Your objective:
Report only the number of lines below in which the string "find" appears.

Segment Start: Records for this task

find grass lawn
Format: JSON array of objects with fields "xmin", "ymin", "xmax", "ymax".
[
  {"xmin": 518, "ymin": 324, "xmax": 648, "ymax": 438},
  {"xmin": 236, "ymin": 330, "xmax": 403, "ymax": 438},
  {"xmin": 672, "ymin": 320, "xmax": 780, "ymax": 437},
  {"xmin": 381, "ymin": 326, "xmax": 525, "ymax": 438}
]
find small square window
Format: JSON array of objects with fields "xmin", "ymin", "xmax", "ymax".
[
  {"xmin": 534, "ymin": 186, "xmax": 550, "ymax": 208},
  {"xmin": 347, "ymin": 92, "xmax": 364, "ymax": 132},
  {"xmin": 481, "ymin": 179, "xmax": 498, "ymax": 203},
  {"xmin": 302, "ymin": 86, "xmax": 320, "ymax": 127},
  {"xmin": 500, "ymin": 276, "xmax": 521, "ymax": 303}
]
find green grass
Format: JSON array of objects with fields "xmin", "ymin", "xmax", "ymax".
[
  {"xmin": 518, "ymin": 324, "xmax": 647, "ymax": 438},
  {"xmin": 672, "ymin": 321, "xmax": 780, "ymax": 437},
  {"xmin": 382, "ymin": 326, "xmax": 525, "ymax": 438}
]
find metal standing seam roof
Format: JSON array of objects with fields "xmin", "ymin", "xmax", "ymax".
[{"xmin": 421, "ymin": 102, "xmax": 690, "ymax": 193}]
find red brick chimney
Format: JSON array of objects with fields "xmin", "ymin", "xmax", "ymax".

Segment End: Records for this task

Expected answer:
5